Among other frozen Iranian assets are real estate holdings of the Assa Company, a UK-chartered entity, which allegedly was maintaining the interests of Iran’s Bank Melli in a 36-story office building in New York City and several other properties around the United States (in Texas, California, Virginia, Maryland, and other parts of New York City). An Iranian foundation, the Alavi Foundation, allegedly is an investor in the properties. The U.S. Attorney for the Southern District of New York blocked these properties in 2009. The Department of the Treasury report avoids valuing real estate holdings, but public sources assess these blocked real estate assets at nearly $1 billion. In June 2017, litigation won the U.S. government control over the New York City office building.
Use of Iranian Assets to Compensate U.S. Victims of Iranian Terrorism
There are a total of about $46 billion in court awards that have been made to victims of Iranian terrorism. These include the families of the 241 U.S. soldiers killed in the October 23, 1983, bombing of the U.S. Marine barracks in Beirut. U.S. funds equivalent to the $400 million balance in the DOD account (see above) have been used to pay a small portion of these judgments. The Algiers Accords apparently precluded compensation for the 52 U.S. diplomats held hostage by Iran from November 1979 until January 1981. The FY2016 Consolidated Appropriation (Section 404 of P.L. 114-113) set up a mechanism for paying damages to the U.S. embassy hostages and other victims of state-sponsored terrorism using settlement payments paid by various banks for concealing Iran-related transactions, and proceeds from other Iranian frozen assets. In April 2016, the U.S. Supreme Court determined the Central Bank assets discussed above could be used to pay the terrorism judgments, and the proceeds from the sale of the frozen real estate assets mentioned above will likely be distributed to victims of Iranian terrorism as well. On the other hand, in March 2018, the U.S. Supreme Court ruled that U.S. victims of an Iran-sponsored terrorist attack could not seize a collection of Persian antiquities on loan to a University of Chicago museum to satisfy a court judgment against Iran.

DATA RECORDS:
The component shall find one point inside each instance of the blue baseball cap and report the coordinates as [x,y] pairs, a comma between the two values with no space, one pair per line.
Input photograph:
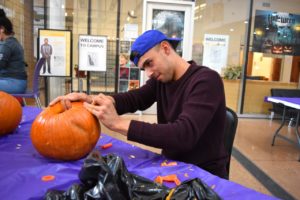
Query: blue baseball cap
[148,40]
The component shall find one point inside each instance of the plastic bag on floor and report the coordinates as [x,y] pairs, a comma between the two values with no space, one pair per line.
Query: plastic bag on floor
[108,178]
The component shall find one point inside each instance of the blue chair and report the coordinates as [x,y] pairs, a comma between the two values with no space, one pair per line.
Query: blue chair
[35,92]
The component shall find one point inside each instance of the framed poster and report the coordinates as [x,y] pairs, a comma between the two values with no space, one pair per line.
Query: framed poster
[55,46]
[173,18]
[92,53]
[276,33]
[215,51]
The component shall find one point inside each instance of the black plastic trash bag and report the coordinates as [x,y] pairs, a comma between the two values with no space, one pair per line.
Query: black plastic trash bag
[108,178]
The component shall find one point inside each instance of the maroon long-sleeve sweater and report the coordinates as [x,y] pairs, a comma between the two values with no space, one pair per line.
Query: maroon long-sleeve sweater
[190,115]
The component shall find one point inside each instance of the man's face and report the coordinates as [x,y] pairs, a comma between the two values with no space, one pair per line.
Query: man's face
[156,65]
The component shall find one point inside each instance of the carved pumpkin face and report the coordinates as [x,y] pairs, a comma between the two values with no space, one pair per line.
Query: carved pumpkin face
[10,113]
[65,134]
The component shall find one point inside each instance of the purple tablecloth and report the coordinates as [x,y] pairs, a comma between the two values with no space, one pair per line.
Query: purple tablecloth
[22,167]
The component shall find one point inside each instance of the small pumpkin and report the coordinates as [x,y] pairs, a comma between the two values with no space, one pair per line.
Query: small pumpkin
[65,134]
[10,113]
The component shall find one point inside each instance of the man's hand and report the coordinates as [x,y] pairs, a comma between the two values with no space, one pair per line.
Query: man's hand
[104,109]
[67,99]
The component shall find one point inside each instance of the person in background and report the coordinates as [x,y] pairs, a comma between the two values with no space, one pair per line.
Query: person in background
[190,105]
[46,51]
[13,76]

WHAT THIS TASK INVOLVES:
Transcribe the passage on frozen Iranian assets above word for word, starting with "Among other frozen" and going on through "City office building.".

ANSWER TO THE EXERCISE:
Among other frozen Iranian assets are real estate holdings of the Assa Company, a UK-chartered entity, which allegedly was maintaining the interests of Iran’s Bank Melli in a 36-story office building in New York City and several other properties around the United States (in Texas, California, Virginia, Maryland, and other parts of New York City). An Iranian foundation, the Alavi Foundation, allegedly is an investor in the properties. The U.S. Attorney for the Southern District of New York blocked these properties in 2009. The Department of the Treasury report avoids valuing real estate holdings, but public sources assess these blocked real estate assets at nearly $1 billion. In June 2017, litigation won the U.S. government control over the New York City office building.